Supplied text
···
Laboratory studies performed on blood serum, urine, and fecal disgestive enzyme levels, indicate that the stress of space flight does alter the levels of enzymes such as amylase, lipase, pancreatic enzymes and pepsinogen. Soviet studies suggest that variations observed in these enzyme levels as well as other parameters of digestive function can be well controlled during long term space flights by proper dietary combinations as well as by the physical conditioning. (147)

The Soviets consider nutrition as part and parcel of the overall preparation, execution and subsequent rehabilitation of the cosmonaut. The maintenance of an optimum metabolic and energy level prepares the cosmonaut both physiologically and psychologically. This also maintains the cosmonaut at a high work capacity even in the face of adverse flight conditions and appreciable stress. (148)

The Soviets, also control the pre-flight diet. This refers to all food intake within 24 hours of lift off. Cosmonauts are prohibited from eating any food not prepared in the flight kitchen. The meals are composed of food that is easily digested and not too large in quantity. The food provided has a low capacity for developing intestinal gas, and is composed of nutrients that do not have excessive bulk and lipid content. (149) The composition of the diet while in space has already been discussed. However, the Soviets also place great emphasis on diet after the cosmonauts return to Earth. In order to accelerate rehabilitation to gravity, the cosmonaut is provided with food and fluids consisting of fruits, berry juices, fresh vegetables, stewed and dried apricots, as well as meat such as liver, kidneys, dairy products and eggs. The caloric value of the diet during the first 3 days after returning to Earth is increased gradually to preflight levels (approximately 3300 kcal). (150)

ONGOING RESEARCH

In summary, the Soviets consider nutrition as a significant part of a space mission. They feel, however, that many questions on this subject require additional investigation. (151) These include:

(1) Data to determine energy requirements of cosmonauts under space condition. Information will be provided by establishing an experimental laboratory in their oribtal station;

(2) Nutrition requirements during different phases of the space mission;

(3) Consideration of the cosmonauts individual metabolic rate at various stages of the mission;

(4) Modification of catabolic activity due to the space environment and concurrent stress by employing dietary and pharmaceutical supplements;

(5) Improvement in diets to improve long-term storage and acceptability;

(6) Further understanding of nutritional requirements both in preflight and post flight adaption; and

(7) The use of dietary substances for counteracting detrimental space conditions such as radiation, weightlessness, demineralization, and other encountered physiological difficulties.
···
Dataset
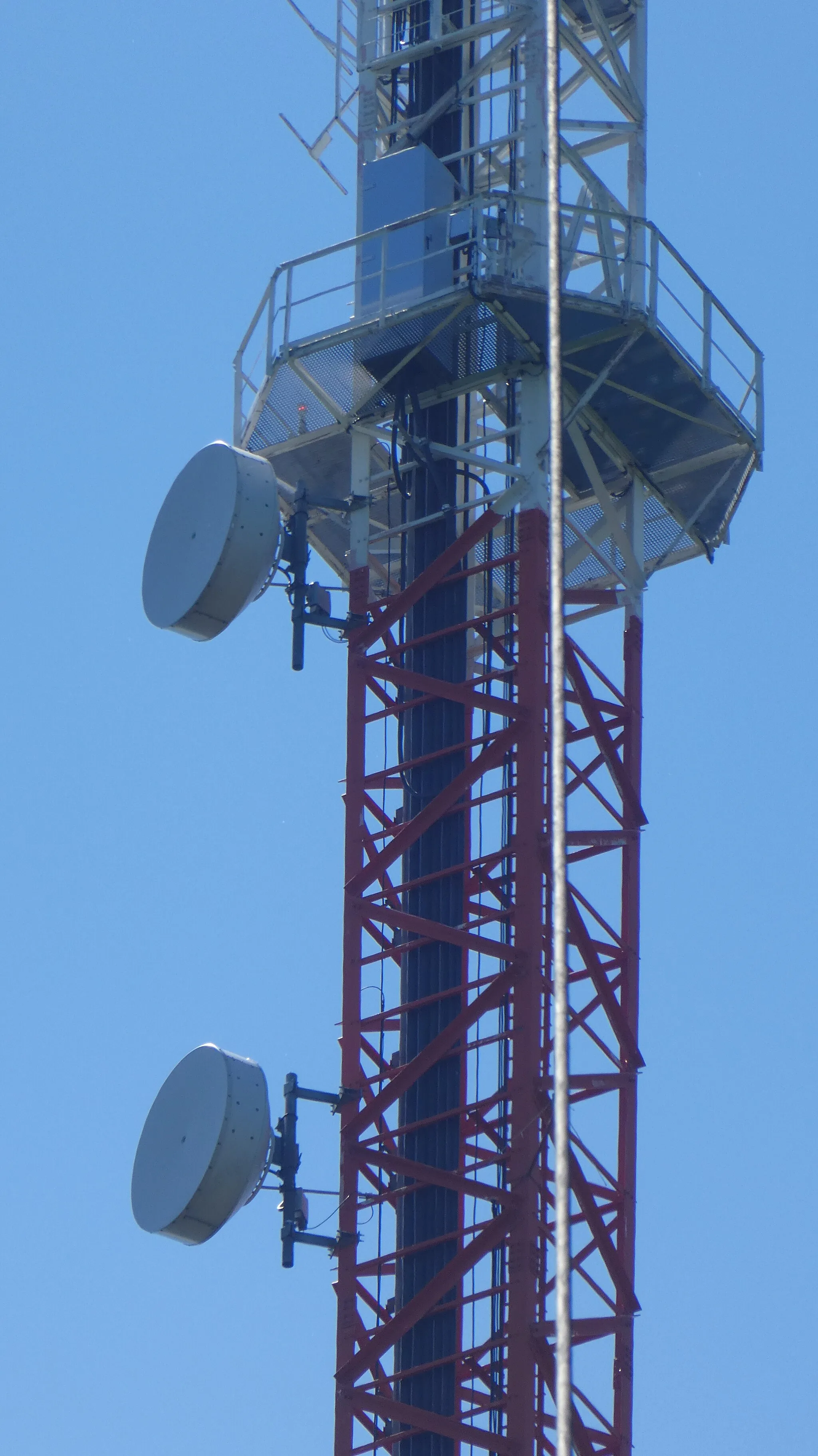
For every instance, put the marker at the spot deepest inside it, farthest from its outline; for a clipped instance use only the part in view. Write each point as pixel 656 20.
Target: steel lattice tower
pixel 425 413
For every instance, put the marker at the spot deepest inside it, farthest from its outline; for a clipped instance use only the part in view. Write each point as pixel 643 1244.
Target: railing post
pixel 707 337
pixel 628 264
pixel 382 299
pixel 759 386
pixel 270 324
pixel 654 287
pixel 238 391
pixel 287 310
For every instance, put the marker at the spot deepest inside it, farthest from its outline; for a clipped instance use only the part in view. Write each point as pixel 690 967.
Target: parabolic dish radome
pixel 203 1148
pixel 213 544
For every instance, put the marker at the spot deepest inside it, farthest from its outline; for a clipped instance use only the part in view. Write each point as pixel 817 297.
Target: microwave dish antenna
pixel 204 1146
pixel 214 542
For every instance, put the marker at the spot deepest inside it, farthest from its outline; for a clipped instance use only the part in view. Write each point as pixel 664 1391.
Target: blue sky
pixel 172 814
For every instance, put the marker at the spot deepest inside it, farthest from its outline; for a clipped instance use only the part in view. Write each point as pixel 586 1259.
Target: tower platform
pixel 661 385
···
About this exercise
From the text on Soviet cosmonaut nutrition, reproduce word for word the stretch between "Laboratory studies performed" and "physical conditioning. (147)", inclusive.

Your response
Laboratory studies performed on blood serum, urine, and fecal disgestive enzyme levels, indicate that the stress of space flight does alter the levels of enzymes such as amylase, lipase, pancreatic enzymes and pepsinogen. Soviet studies suggest that variations observed in these enzyme levels as well as other parameters of digestive function can be well controlled during long term space flights by proper dietary combinations as well as by the physical conditioning. (147)